___ Given entries

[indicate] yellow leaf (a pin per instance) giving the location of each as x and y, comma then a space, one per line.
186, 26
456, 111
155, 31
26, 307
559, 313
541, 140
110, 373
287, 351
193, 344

______

Render every line of the data above as a JSON list of strings, with one string per line and any blank lines omitted.

Result →
[
  "[indicate] yellow leaf (a pin per instance) giving the location of each as x and y, comma then a space, one per line.",
  "186, 26",
  "456, 111",
  "155, 31",
  "26, 307",
  "559, 313",
  "541, 140",
  "110, 373",
  "287, 351",
  "193, 344"
]